*Brief*
Answer these questions from the article on Mike Foley's Norfolk visit below:
1. About how many people were in the crowd Josh Moenning joked to?
2. How many impassable bridges is the state repairing?
3. What percentage of their property tax bill would the citizen-led ballot initiative give property tax payers as income tax credits?

Lt. Gov. Mike Foley

Lt. Gov. Mike Foley looks over features of Embrace Park in Norfolk on Thursday morning. 

Josh Moenning, the mayor of Norfolk, joked to a crowd of about 30 people on Thursday afternoon that Norfolk has become a second home to Lt. Gov. Mike Foley, as he made another visit here Thursday.

Foley was in Norfolk on Thursday to sightsee, meet with members of the community and honor various state employees and volunteers.

The lieutenant governor began the day with tours of Embrace Park, the YMCA, the Norfolk Sculpture Walk downtown and to new housing and business developments.

Foley said he has been traveling across the state recently to honor longtime state employees and decided to take in the sights of Norfolk before his visit to the Norfolk Veterans Home on Thursday afternoon.

“It’s exciting to see some of the new things coming to this community,” Foley said.

He also spoke at the Norfolk Area Chamber of Commerce’s Unlimited Potential luncheon, where he recapped some of the challenges and accomplishments of the state this year.

Foley began by recounting the devastation of flooding in March, during which four people died, millions of dollars of property were damaged and many roads and bridges throughout the state were damaged and even rendered impassable, some of which still haven’t been repaired.

“It caused extraordinary disruption throughout our state,” Foley said. “Within a 72-hour period, over 100 of our cities and 81 counties had issued emergency declarations, which put tremendous strain on our systems.”

But during a time of crisis, Foley said, Nebraskans were able to rely on their neighbors.

“People were opening their homes to neighbors and their families,” Foley said. “That’s just the Nebraska way.”

The recovery effort is still ongoing, as the state is repairing 15 impassable bridges and hundreds of miles of highway, Foley said.

Another significant challenge faced by the state is a long-standing one: a solution for high property taxes.

Finding a solution is difficult because a property tax bill would need the support of 33 senators to pass to prevent a filibuster and to overcome a potential governor veto.

“It’s very difficult to get that much support, because senators will read the bill and see there are winners and losers,” Foley said.

The lack of agreement also is exacerbated by the fact that legislative power has shifted to urban areas, and not even the few rural senators are in consensus, either.

The solution supported by the Legislature’s Revenue Committee was a bill to raise income tax and lift some sales tax exemptions. Foley said he personally didn’t agree with that method.

“Once you raise taxes, they never go away,” Foley said. “And in a few years, property taxes will go right back up.”

One proposed solution is a citizen-led ballot initiative that would give income tax credits to all property tax payers worth 35% of their property tax bill.

That solution, Foley said, would cost about $1 billion and put a massive strain on the state’s budget and tax code.

“We don’t have that money,” Foley said. “But it shows there’s great anger out there, particularly in the rural areas. People are out there signing this petition.”

Another challenge that Foley said Nebraska faces is a battle against what he called a “drug culture.”

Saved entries

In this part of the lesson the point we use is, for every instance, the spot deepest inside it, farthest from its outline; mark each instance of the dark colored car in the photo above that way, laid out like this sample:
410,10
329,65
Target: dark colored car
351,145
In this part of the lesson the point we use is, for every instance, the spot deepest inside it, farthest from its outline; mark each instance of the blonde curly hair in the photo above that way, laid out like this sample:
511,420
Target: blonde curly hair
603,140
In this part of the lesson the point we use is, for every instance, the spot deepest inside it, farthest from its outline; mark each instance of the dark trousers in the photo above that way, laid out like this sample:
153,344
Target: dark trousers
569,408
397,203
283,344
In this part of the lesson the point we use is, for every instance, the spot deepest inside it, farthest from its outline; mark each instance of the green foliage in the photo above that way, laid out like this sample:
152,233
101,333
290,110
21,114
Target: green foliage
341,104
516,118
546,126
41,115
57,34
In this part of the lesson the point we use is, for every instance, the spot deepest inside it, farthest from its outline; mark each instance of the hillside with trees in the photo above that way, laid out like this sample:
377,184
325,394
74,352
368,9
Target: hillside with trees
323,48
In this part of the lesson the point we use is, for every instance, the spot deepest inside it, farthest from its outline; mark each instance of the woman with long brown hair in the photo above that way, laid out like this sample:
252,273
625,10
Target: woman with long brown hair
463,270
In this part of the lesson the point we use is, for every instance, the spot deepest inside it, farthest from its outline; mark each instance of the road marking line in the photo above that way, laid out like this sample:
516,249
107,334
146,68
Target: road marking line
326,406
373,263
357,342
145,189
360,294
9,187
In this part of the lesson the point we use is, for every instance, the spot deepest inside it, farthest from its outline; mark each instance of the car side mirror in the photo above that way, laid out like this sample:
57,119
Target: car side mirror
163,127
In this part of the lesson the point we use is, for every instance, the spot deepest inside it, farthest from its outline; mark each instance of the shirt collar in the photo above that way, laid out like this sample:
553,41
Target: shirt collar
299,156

*Worked solution*
1. About 30 people.
2. 15 bridges.
3. 35%.